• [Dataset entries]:
________________

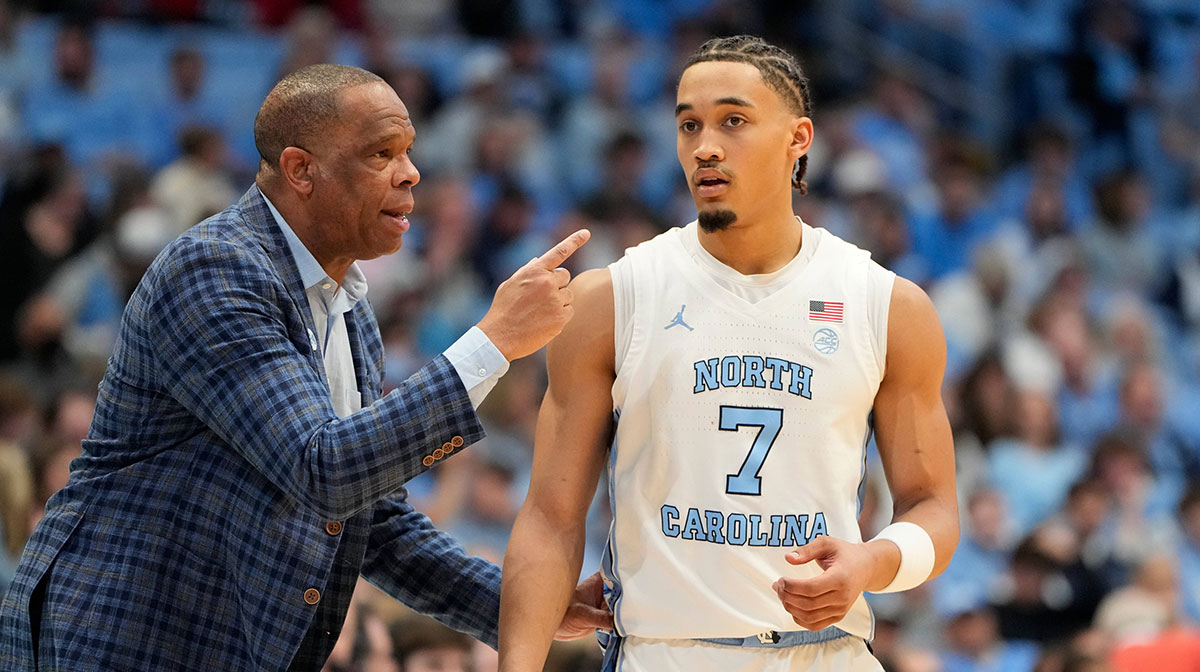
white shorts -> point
(639, 654)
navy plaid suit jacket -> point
(195, 523)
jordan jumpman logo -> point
(678, 321)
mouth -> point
(711, 186)
(397, 217)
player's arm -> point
(913, 437)
(912, 431)
(574, 430)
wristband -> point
(916, 555)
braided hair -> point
(780, 71)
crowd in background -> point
(1049, 204)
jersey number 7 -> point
(769, 421)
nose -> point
(708, 148)
(406, 173)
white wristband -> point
(916, 555)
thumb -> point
(809, 552)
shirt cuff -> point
(478, 361)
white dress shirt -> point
(474, 357)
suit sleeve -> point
(216, 324)
(426, 569)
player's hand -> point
(533, 305)
(587, 611)
(825, 599)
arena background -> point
(1035, 165)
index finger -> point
(558, 253)
(813, 587)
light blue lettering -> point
(819, 526)
(695, 527)
(731, 371)
(737, 529)
(715, 522)
(778, 366)
(795, 527)
(801, 377)
(753, 372)
(757, 535)
(777, 522)
(706, 375)
(670, 521)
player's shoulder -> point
(593, 285)
(663, 243)
(911, 303)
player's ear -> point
(802, 137)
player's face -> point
(737, 141)
(364, 186)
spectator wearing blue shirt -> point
(946, 235)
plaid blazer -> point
(221, 513)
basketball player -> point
(737, 443)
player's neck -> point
(756, 246)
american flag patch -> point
(826, 311)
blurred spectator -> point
(1032, 603)
(1143, 610)
(1137, 523)
(507, 240)
(311, 33)
(973, 645)
(1117, 252)
(197, 184)
(1047, 171)
(89, 117)
(423, 645)
(18, 412)
(1111, 77)
(982, 557)
(448, 144)
(1078, 540)
(1173, 455)
(81, 306)
(947, 234)
(1035, 469)
(51, 466)
(184, 102)
(895, 125)
(43, 221)
(1187, 550)
(16, 499)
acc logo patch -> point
(826, 341)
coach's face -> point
(736, 139)
(363, 183)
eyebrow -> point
(729, 100)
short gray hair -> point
(303, 106)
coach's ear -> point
(295, 166)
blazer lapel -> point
(268, 232)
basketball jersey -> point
(742, 407)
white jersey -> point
(742, 408)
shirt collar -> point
(311, 271)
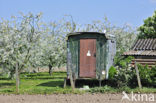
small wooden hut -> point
(90, 54)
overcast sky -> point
(118, 12)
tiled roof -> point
(145, 44)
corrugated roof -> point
(143, 47)
(145, 44)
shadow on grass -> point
(52, 84)
(6, 84)
(42, 77)
(2, 78)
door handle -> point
(94, 54)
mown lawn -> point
(36, 83)
(42, 83)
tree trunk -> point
(50, 70)
(17, 79)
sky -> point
(118, 12)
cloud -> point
(152, 1)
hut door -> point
(87, 58)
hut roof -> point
(143, 47)
(93, 33)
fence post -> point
(17, 79)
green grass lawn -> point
(36, 83)
(42, 83)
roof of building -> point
(82, 33)
(143, 47)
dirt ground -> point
(67, 98)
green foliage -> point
(147, 75)
(124, 74)
(148, 29)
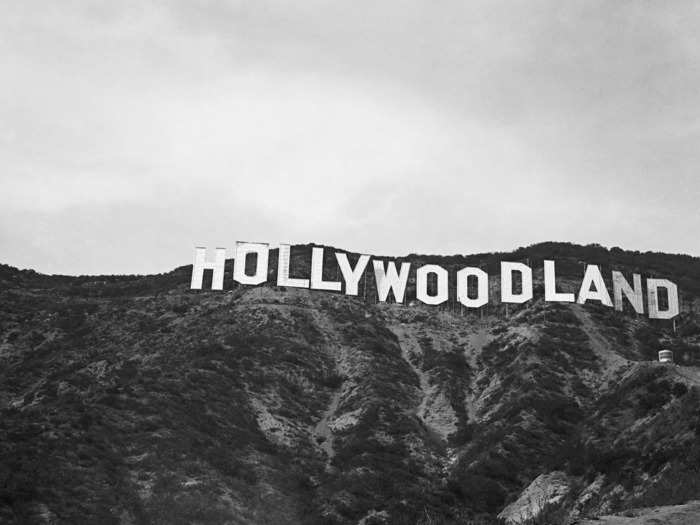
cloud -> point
(398, 127)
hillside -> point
(132, 399)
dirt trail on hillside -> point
(434, 408)
(610, 360)
(688, 514)
(322, 433)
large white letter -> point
(507, 295)
(390, 280)
(317, 282)
(201, 264)
(653, 286)
(243, 249)
(463, 289)
(593, 277)
(422, 284)
(283, 278)
(550, 286)
(350, 276)
(635, 297)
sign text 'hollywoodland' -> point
(389, 278)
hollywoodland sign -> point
(389, 278)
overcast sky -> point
(131, 132)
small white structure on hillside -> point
(665, 356)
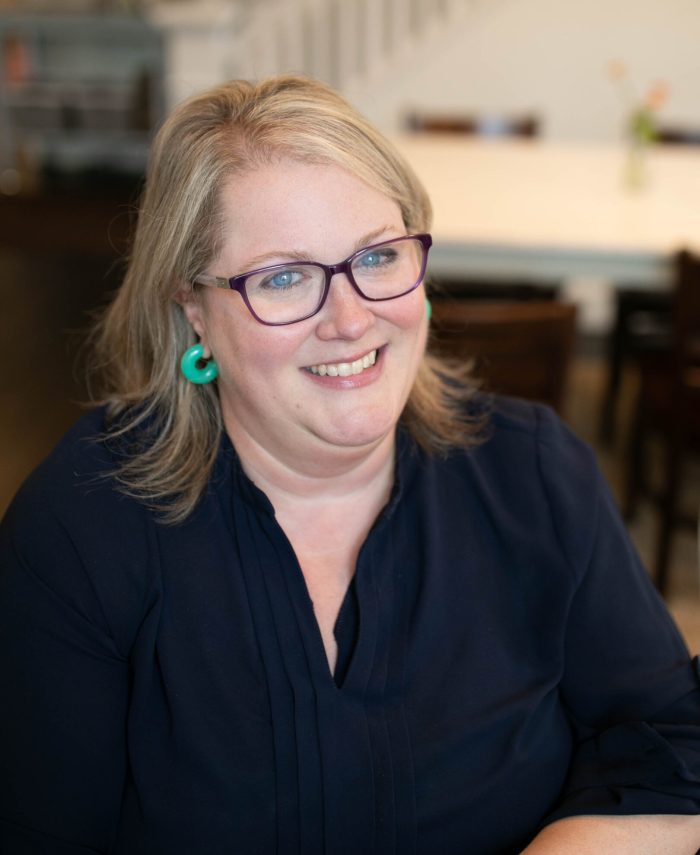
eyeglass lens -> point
(290, 292)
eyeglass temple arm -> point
(213, 281)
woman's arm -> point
(619, 835)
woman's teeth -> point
(345, 369)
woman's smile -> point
(345, 368)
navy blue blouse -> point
(504, 661)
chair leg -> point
(635, 481)
(616, 350)
(669, 510)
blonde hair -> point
(138, 342)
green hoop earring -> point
(189, 367)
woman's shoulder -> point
(79, 460)
(524, 426)
(75, 485)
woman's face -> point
(269, 393)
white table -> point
(540, 210)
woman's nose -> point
(345, 314)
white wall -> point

________________

• [WHAT NEEDS TO BE DONE]: What you give back should be the lines from the one with "woman's arm -> point" to the end of the data, copied exactly, both ends included.

• [RESPONSE BOX]:
woman's arm -> point
(619, 835)
woman's teeth -> point
(345, 369)
woman's smile -> point
(345, 368)
navy blue blouse -> point
(504, 661)
chair leg -> point
(635, 481)
(616, 350)
(669, 510)
blonde hair -> point
(138, 342)
green hoop earring -> point
(189, 367)
woman's shoulder -> point
(79, 460)
(524, 426)
(75, 485)
woman's face -> point
(269, 393)
white table -> point
(540, 210)
woman's nose -> point
(345, 314)
white wall -> point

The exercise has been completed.